Please show every line of the data below that contains the word "jersey", copying each such line in full. Case counts.

Material
════════════════════
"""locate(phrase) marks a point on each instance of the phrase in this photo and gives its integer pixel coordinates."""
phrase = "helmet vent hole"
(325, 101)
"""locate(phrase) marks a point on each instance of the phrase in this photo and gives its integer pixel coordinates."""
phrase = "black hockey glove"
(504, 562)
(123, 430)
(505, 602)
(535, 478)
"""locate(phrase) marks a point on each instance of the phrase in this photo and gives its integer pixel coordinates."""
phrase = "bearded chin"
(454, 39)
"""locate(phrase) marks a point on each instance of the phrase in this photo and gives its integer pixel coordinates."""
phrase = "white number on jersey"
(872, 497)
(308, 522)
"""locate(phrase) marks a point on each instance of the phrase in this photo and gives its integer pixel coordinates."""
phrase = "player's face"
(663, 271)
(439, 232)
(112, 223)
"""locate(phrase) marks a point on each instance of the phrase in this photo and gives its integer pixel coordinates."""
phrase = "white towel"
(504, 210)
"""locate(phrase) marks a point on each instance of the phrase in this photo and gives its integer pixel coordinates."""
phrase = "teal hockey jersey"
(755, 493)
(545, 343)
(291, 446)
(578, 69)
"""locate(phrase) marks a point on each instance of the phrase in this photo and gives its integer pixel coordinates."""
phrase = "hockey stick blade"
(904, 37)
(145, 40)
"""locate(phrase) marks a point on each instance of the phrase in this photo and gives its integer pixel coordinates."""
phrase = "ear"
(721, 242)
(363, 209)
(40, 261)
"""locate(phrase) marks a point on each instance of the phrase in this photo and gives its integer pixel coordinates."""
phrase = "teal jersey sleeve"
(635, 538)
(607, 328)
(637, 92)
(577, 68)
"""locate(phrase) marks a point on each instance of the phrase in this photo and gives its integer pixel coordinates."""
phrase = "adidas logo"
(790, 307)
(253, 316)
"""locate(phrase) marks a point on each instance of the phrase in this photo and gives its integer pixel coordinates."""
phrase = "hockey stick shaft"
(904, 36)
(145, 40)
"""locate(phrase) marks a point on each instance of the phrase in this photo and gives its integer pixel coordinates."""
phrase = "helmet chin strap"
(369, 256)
════════════════════
Result of the task
phrase = "white number on jersey"
phrase = "teal hockey jersey"
phrase = "teal jersey sleeve"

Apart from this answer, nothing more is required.